**What the task asks**. Copy every line of the records below in full, scaling each pixel coordinate by 0.5 and rounding the result to the nearest whole number, with halves rounded up. Leave all other text and numbers as they are.

* * * * * * *

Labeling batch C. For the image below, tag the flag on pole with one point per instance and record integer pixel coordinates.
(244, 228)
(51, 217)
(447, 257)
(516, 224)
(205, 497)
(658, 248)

* * * * * * *

**Response to the exercise**.
Labeling batch C. For the image below, tag the flag on pole with one point per instance and record integer pixel coordinates.
(122, 114)
(26, 109)
(224, 129)
(258, 112)
(103, 249)
(329, 124)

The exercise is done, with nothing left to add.